» TASK TO CARRY OUT:
Copy out every item below in full, requests included, and raise each coordinate in the answers by 135.

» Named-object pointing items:
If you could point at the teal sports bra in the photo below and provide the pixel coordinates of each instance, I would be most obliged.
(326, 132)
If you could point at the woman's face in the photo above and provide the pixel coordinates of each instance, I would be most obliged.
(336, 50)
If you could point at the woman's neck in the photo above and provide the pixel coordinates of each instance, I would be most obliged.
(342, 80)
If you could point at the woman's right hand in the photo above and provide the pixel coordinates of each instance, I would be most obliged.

» EXERCISE SOLUTION:
If you could point at the teal sports bra in the photo below and provide the pixel coordinates of each instance, I would be most obliged.
(461, 267)
If you could point at the woman's face in the photo above and provide the pixel coordinates of each instance, I would be most obliged.
(471, 185)
If you could point at the woman's neck in the photo above and provide the pixel coordinates of each instance, I would be most obliged.
(477, 215)
If you could point at the woman's right hand in the photo above and provide the pixel coordinates of each instance, I would be most obliged.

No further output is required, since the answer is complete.